─── EXERCISE MATERIAL
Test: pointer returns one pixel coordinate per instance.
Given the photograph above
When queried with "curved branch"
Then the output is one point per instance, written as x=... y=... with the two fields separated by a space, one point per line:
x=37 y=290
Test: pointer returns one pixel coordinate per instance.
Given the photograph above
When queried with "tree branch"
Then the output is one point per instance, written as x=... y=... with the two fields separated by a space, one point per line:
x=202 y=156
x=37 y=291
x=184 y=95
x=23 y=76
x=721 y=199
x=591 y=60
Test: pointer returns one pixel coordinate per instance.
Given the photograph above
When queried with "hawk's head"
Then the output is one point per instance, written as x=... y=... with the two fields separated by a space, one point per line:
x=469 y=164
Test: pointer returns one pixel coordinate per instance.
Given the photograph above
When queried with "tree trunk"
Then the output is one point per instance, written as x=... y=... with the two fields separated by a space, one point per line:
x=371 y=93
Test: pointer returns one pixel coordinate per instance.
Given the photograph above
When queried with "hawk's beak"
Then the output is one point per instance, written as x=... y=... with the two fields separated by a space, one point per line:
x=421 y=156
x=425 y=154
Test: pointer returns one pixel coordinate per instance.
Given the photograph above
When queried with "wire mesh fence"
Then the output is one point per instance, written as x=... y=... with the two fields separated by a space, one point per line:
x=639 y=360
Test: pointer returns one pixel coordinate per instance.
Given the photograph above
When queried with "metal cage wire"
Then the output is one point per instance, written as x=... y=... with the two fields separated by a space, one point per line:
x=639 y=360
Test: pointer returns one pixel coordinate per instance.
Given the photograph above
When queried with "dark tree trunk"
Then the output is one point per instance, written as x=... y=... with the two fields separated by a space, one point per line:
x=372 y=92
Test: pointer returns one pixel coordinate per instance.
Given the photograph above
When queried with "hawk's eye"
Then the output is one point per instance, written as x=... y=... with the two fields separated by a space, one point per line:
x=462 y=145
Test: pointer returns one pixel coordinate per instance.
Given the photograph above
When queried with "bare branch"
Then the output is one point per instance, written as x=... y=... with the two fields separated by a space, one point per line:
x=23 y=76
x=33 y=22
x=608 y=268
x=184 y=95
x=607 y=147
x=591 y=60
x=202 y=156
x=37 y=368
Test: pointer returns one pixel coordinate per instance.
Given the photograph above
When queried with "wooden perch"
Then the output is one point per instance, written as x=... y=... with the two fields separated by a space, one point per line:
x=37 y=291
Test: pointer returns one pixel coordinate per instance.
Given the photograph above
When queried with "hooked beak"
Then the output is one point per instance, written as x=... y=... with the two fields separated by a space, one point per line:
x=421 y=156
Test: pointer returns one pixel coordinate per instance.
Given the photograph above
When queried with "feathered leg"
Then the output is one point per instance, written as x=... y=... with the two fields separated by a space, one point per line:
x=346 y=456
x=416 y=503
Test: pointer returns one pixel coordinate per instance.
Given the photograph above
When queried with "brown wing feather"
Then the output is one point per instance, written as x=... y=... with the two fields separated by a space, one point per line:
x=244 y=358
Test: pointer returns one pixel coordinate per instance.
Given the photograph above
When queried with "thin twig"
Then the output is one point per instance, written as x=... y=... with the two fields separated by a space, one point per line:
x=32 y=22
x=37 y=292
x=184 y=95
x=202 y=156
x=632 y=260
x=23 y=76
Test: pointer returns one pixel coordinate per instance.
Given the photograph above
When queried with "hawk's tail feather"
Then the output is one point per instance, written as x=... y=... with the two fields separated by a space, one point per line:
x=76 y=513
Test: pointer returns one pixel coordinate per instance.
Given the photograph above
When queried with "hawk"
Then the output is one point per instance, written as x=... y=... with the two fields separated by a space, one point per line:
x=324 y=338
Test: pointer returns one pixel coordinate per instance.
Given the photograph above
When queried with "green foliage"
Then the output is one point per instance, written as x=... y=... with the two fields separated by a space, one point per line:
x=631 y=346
──────
PROBLEM | Can you output every line of the records above as a JSON list of strings, with one string per line and blank lines omitted?

TASK SOLUTION |
[
  "Test: pointer returns one pixel coordinate per instance.",
  "Given the photograph above",
  "When queried with \"curved branch\"",
  "Then the output is one point per instance, written as x=... y=... with the two fields separated by a space, one point per line:",
  "x=37 y=290",
  "Test: pointer returns one pixel coordinate per instance.",
  "Given the photograph above",
  "When queried with \"tree branch\"",
  "Then the output is one point per instance, written as x=... y=... with the two fields separated by a space, one point per line:",
  "x=202 y=156",
  "x=37 y=291",
  "x=184 y=95",
  "x=23 y=76",
  "x=721 y=199",
  "x=591 y=60",
  "Test: pointer returns one pixel coordinate per instance.",
  "Given the photograph above",
  "When queried with \"hawk's head\"",
  "Then the output is one point per instance, written as x=... y=... with the two fields separated by a space, one point per line:",
  "x=469 y=164",
  "Test: pointer returns one pixel coordinate per instance.",
  "Given the photograph above",
  "When queried with \"tree trunk\"",
  "Then the output is one point per instance, written as x=... y=... with the two fields separated by a space, one point per line:",
  "x=371 y=93",
  "Test: pointer returns one pixel coordinate per instance.",
  "Given the photograph above",
  "When queried with \"hawk's beak\"",
  "Then the output is one point per instance, written as x=... y=... with the two fields separated by a space, one point per line:",
  "x=421 y=156",
  "x=425 y=154",
  "Test: pointer returns one pixel coordinate per instance.",
  "Given the photograph above",
  "When queried with \"wire mesh fence\"",
  "Then the output is one point per instance, written as x=... y=... with the two fields separated by a space, one point per line:",
  "x=639 y=360",
  "Test: pointer returns one pixel coordinate per instance.",
  "Given the photograph above",
  "When queried with \"metal cage wire\"",
  "Then the output is one point per instance, written as x=... y=... with the two fields separated by a space, one point per line:",
  "x=639 y=360",
  "Test: pointer returns one pixel coordinate per instance.",
  "Given the photograph above",
  "When queried with \"dark tree trunk\"",
  "Then the output is one point per instance, written as x=... y=... with the two fields separated by a space, one point per line:",
  "x=372 y=92",
  "Test: pointer returns one pixel coordinate per instance.",
  "Given the photograph above",
  "When queried with \"hawk's eye\"",
  "Then the output is one point per instance, written as x=... y=... with the two fields separated by a space, one point per line:",
  "x=462 y=145",
  "Test: pointer returns one pixel coordinate per instance.",
  "Given the photograph above",
  "When queried with \"bare branch\"",
  "Then the output is one point per instance, written as x=... y=... with the two fields separated by a space, one point per line:",
  "x=23 y=76",
  "x=33 y=22",
  "x=608 y=268",
  "x=184 y=95",
  "x=607 y=147",
  "x=591 y=60",
  "x=202 y=156",
  "x=37 y=368",
  "Test: pointer returns one pixel coordinate per instance.",
  "Given the photograph above",
  "When queried with \"wooden perch\"",
  "Then the output is one point per instance, written as x=... y=... with the two fields separated by a space, one point per line:",
  "x=37 y=291",
  "Test: pointer returns one pixel coordinate per instance.",
  "Given the photograph above",
  "When queried with \"hooked beak\"",
  "Then the output is one point per instance, written as x=... y=... with the two fields separated by a space, one point per line:",
  "x=421 y=156",
  "Test: pointer returns one pixel coordinate per instance.",
  "Given the photograph above",
  "When queried with \"feathered leg\"",
  "Then the output is one point per instance, written as x=... y=... with the two fields separated by a space, one point per line:",
  "x=346 y=456",
  "x=416 y=503",
  "Test: pointer returns one pixel coordinate per instance.",
  "Given the photograph above",
  "When queried with \"brown wing feather\"",
  "Then the output is one point per instance, written as x=... y=... with the two fields separated by a space, one point per line:",
  "x=244 y=358",
  "Test: pointer returns one pixel coordinate per instance.",
  "Given the photograph above",
  "When queried with \"thin twig\"",
  "Then the output is one point per instance, written as x=... y=... with the two fields separated by a space, one point per line:",
  "x=32 y=22",
  "x=37 y=292",
  "x=184 y=95",
  "x=202 y=156",
  "x=632 y=260",
  "x=23 y=76",
  "Test: pointer returns one pixel coordinate per instance.",
  "Given the photograph above",
  "When queried with \"hawk's tail feather\"",
  "Then the output is one point per instance, written as x=... y=... with the two fields separated by a space, one point per line:",
  "x=76 y=513",
  "Test: pointer returns one pixel coordinate per instance.",
  "Given the photograph above",
  "When queried with \"hawk\"",
  "Then the output is one point per instance, written as x=... y=... with the two fields separated by a space, one point per line:",
  "x=324 y=338",
  "Test: pointer returns one pixel coordinate per instance.",
  "Given the photograph above",
  "When queried with \"green foliage\"",
  "Then the output is one point per instance, written as x=... y=... with the two fields separated by a space, one point per line:",
  "x=631 y=346"
]